* Work request: Task for the listing below: copy it out in full, exactly.

* Data supplied:
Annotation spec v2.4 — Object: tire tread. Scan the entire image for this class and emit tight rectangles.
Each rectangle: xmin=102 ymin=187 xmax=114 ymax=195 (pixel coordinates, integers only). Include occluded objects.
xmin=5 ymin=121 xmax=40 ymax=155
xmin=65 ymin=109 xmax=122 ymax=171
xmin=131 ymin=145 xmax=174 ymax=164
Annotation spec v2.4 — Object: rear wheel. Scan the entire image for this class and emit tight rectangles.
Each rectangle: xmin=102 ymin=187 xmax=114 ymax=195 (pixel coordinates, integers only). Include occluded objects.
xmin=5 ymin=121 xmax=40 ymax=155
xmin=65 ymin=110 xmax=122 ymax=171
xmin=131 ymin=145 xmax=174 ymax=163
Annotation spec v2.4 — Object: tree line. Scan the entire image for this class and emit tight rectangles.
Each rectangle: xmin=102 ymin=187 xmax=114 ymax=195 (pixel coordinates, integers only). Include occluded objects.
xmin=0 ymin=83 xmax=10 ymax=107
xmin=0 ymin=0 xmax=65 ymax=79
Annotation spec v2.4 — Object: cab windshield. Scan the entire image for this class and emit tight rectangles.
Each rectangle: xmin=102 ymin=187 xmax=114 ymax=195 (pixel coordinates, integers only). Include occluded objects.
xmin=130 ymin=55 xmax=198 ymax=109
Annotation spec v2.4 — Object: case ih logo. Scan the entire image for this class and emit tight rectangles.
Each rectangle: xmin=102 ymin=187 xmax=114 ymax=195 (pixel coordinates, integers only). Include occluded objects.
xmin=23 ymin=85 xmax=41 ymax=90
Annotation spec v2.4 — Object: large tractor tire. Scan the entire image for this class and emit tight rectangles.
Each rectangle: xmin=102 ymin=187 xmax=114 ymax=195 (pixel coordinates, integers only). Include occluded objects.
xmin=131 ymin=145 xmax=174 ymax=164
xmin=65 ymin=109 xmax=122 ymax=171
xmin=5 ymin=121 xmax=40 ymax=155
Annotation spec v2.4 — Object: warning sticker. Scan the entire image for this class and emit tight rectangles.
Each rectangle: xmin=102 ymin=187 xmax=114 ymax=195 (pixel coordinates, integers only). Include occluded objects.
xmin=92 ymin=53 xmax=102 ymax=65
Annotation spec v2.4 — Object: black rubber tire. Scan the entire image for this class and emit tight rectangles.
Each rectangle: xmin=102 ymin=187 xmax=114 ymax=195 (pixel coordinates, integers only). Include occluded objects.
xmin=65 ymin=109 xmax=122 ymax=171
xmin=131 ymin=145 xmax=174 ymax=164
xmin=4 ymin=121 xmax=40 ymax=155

* Solution to the exercise:
Annotation spec v2.4 — Object: tire tread. Scan the entire image for this class and emit tight rectangles.
Each rectangle: xmin=102 ymin=187 xmax=114 ymax=195 (pixel coordinates, integers only). Include occluded objects.
xmin=5 ymin=121 xmax=40 ymax=155
xmin=65 ymin=109 xmax=122 ymax=171
xmin=131 ymin=145 xmax=174 ymax=164
Annotation spec v2.4 — Object: rear wheel. Scan the entire image for this class and emit tight rectangles.
Each rectangle: xmin=102 ymin=187 xmax=114 ymax=195 (pixel coordinates, integers only). Include occluded objects.
xmin=5 ymin=121 xmax=40 ymax=155
xmin=65 ymin=110 xmax=122 ymax=171
xmin=131 ymin=145 xmax=174 ymax=163
Annotation spec v2.4 — Object: tree line. Scan the entire image for this class and emit tight rectangles.
Each rectangle: xmin=102 ymin=187 xmax=114 ymax=195 (pixel coordinates, integers only). Include occluded objects.
xmin=0 ymin=83 xmax=10 ymax=107
xmin=0 ymin=0 xmax=65 ymax=79
Annotation spec v2.4 — Object: cab windshield. Scan the entire image for this class and emit tight rectangles.
Each rectangle: xmin=102 ymin=187 xmax=114 ymax=195 (pixel coordinates, integers only). Include occluded objects.
xmin=130 ymin=55 xmax=198 ymax=109
Annotation spec v2.4 — Object: case ih logo. Scan the entire image for this class and emit tight rectangles.
Each rectangle: xmin=102 ymin=187 xmax=114 ymax=195 (pixel coordinates, integers only). Include occluded objects.
xmin=23 ymin=85 xmax=41 ymax=90
Annotation spec v2.4 — Object: large tractor tire. Scan the entire image for this class and emit tight rectangles.
Each rectangle: xmin=102 ymin=187 xmax=114 ymax=195 (pixel coordinates, integers only). Include occluded objects.
xmin=131 ymin=145 xmax=174 ymax=164
xmin=65 ymin=109 xmax=122 ymax=171
xmin=5 ymin=121 xmax=40 ymax=155
Annotation spec v2.4 — Object: warning sticker. Scan the entire image for this class and emit tight rectangles.
Each rectangle: xmin=102 ymin=187 xmax=114 ymax=195 (pixel coordinates, integers only). Include occluded objects.
xmin=92 ymin=53 xmax=102 ymax=65
Annotation spec v2.4 — Object: black rubber tire. Scan the entire image for this class and emit tight rectangles.
Each rectangle: xmin=102 ymin=187 xmax=114 ymax=195 (pixel coordinates, integers only). Include occluded objects.
xmin=65 ymin=109 xmax=122 ymax=171
xmin=131 ymin=145 xmax=174 ymax=164
xmin=4 ymin=121 xmax=40 ymax=155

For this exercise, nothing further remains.